- **Provided records**
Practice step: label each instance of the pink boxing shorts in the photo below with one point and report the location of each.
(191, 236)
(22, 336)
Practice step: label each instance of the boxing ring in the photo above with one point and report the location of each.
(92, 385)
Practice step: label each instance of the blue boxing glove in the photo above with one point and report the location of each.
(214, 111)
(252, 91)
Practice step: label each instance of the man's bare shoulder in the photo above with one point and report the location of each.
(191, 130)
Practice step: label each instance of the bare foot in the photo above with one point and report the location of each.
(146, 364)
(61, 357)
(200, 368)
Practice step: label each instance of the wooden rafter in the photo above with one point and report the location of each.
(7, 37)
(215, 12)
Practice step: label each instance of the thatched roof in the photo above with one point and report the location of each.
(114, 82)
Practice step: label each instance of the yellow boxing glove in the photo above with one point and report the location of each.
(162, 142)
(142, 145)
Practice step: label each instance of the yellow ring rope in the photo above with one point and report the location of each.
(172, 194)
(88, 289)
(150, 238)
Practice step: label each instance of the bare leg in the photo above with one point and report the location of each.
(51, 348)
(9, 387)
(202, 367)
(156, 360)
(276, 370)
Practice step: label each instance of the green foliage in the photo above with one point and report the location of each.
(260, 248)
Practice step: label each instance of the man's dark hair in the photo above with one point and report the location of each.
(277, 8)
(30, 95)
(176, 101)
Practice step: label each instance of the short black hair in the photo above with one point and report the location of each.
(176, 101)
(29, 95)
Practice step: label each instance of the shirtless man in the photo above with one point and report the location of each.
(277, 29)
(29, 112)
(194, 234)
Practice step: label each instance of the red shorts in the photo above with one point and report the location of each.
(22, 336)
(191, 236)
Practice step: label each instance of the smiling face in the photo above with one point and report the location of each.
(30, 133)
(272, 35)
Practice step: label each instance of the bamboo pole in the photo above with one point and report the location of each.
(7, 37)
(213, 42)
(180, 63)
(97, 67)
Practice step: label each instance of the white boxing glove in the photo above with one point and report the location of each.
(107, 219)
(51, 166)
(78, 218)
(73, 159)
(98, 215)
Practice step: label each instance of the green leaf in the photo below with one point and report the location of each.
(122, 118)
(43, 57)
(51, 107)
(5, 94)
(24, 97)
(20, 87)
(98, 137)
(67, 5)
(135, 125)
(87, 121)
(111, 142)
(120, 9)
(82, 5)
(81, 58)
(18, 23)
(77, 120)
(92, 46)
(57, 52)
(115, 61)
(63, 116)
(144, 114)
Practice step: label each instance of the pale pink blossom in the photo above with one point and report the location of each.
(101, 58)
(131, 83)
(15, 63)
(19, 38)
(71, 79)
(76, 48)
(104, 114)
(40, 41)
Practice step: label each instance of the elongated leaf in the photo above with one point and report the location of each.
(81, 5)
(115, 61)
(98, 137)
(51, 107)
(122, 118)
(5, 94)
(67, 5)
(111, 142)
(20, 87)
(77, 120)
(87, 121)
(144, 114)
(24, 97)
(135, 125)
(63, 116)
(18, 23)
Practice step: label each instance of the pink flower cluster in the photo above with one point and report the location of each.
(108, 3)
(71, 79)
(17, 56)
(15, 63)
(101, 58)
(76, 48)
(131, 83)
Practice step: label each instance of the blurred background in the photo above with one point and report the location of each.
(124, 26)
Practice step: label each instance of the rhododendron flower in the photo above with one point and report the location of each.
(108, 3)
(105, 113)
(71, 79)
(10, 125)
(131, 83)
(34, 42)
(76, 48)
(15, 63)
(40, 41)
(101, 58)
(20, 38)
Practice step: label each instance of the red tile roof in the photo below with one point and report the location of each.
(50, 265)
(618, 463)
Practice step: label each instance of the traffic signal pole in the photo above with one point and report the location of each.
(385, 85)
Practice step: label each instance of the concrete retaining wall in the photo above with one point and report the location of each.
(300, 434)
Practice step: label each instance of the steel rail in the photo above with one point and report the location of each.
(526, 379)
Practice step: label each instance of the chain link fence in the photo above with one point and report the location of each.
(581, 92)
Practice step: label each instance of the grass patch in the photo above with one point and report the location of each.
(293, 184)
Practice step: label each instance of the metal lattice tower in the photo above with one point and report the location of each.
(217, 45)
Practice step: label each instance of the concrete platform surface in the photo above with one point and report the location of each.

- **Brief**
Rewrite all the entries above, swapping "Practice step" for "Training task" and keeping every other word as it is.

- **Reply to the task**
Training task: label each instance of the pink boxing shorts in the photo below with one point and report the location of each.
(191, 236)
(22, 336)
Training task: label each instance of the boxing ring in the photo above with one point and report the location of each.
(92, 385)
Training task: label each instance of the blue boxing glove in the photo above with one point and report the location of each.
(214, 111)
(252, 91)
Training task: label each instance of the man's bare shoulder in the photo above with one point and report the location of each.
(191, 130)
Training task: label each instance of the bare foot in the photo above with one point and report the location of each.
(146, 364)
(61, 357)
(200, 368)
Training task: label each instance of the wooden rafter in the photo above with one point and report the location of each.
(7, 37)
(215, 12)
Training task: label each instance of the thatched roof in the photo above with one point and report the location of each.
(114, 82)
Training task: label each instance of the yellow boxing glove in the photo above with one point and report the location of each.
(162, 142)
(142, 145)
Training task: label each instance of the yellow ring rope in the photo above with one point and report the location of each.
(172, 194)
(88, 289)
(150, 238)
Training task: label each instance of the bare leg in the photo above with one point and report the location of each.
(51, 348)
(9, 387)
(202, 367)
(156, 360)
(276, 370)
Training task: label each instance of the green foliage in the photo above with one point and report the location of each.
(260, 248)
Training task: label each instance of the man's dark hair in the photo above with one point and report the location of each.
(277, 8)
(30, 95)
(176, 101)
Training task: label each instance of the short black hair in the photo above with one point and report the location of each.
(176, 101)
(29, 95)
Training task: label each instance of the shirtless man in the photo above with one point and report the location of each.
(277, 29)
(29, 112)
(194, 234)
Training task: label each instance of the red shorts in the photo above with one point and report the location of each.
(22, 336)
(191, 236)
Training task: label each instance of the smiling face in the photo above with one point and report the location of each.
(30, 133)
(272, 35)
Training task: label each instance of the bamboo pole in the photo above with one point and report the location of each.
(7, 37)
(213, 42)
(180, 63)
(97, 67)
Training task: label each instance of the white boxing glove in the photo above with one point and report the location of each.
(107, 219)
(51, 166)
(78, 218)
(73, 159)
(98, 215)
Training task: label each instance of the green leaf in the photo below with one point and report the location of each.
(122, 118)
(43, 57)
(51, 107)
(5, 94)
(24, 97)
(20, 87)
(98, 137)
(67, 5)
(135, 125)
(87, 121)
(111, 142)
(120, 9)
(82, 5)
(81, 58)
(18, 23)
(77, 120)
(92, 46)
(57, 52)
(115, 61)
(63, 116)
(144, 114)
Training task: label each instance of the pale pink blossom in the photo above with one point and report the location of each.
(101, 58)
(131, 83)
(15, 63)
(19, 38)
(71, 79)
(76, 48)
(104, 114)
(40, 41)
Training task: label each instance of the elongated leaf in the photo above with one point and report the location of each.
(81, 5)
(115, 61)
(98, 137)
(51, 107)
(122, 118)
(5, 94)
(67, 5)
(111, 142)
(20, 87)
(77, 120)
(87, 121)
(144, 114)
(24, 97)
(135, 125)
(63, 116)
(18, 23)
Training task: label each instance of the pink flower cluster in the photo above with one point and report the location of each.
(108, 3)
(71, 79)
(17, 56)
(15, 63)
(101, 58)
(76, 48)
(131, 83)
Training task: label each instance of the blurred background in the photo above with one point and report the location of each.
(124, 26)
Training task: label each instance of the rhododendron flower in the photo above with one point and report the location of each.
(108, 3)
(105, 113)
(71, 79)
(10, 125)
(131, 83)
(34, 42)
(76, 48)
(15, 63)
(40, 41)
(101, 58)
(20, 38)
Training task: label each instance of the red tile roof in the photo below with one point and report the location of each.
(50, 265)
(618, 463)
Training task: label each instance of the traffic signal pole in the photo above with one point and report the location of each.
(385, 85)
Training task: label each instance of the concrete retaining wall in the photo above with one point and report the location of each.
(300, 434)
Training task: label each instance of the steel rail in the photo above with one point and report the location of each.
(526, 379)
Training task: label each instance of the chain link fence in the photo above with one point and report the location of each.
(581, 92)
Training task: label each instance of the grass patch in the photo above with one point and report the location of each.
(293, 184)
Training task: label each instance of the metal lattice tower in the photo above with one point and report the location of each.
(217, 45)
Training task: label each instance of the concrete platform surface in the photo above with one point and report the location of each.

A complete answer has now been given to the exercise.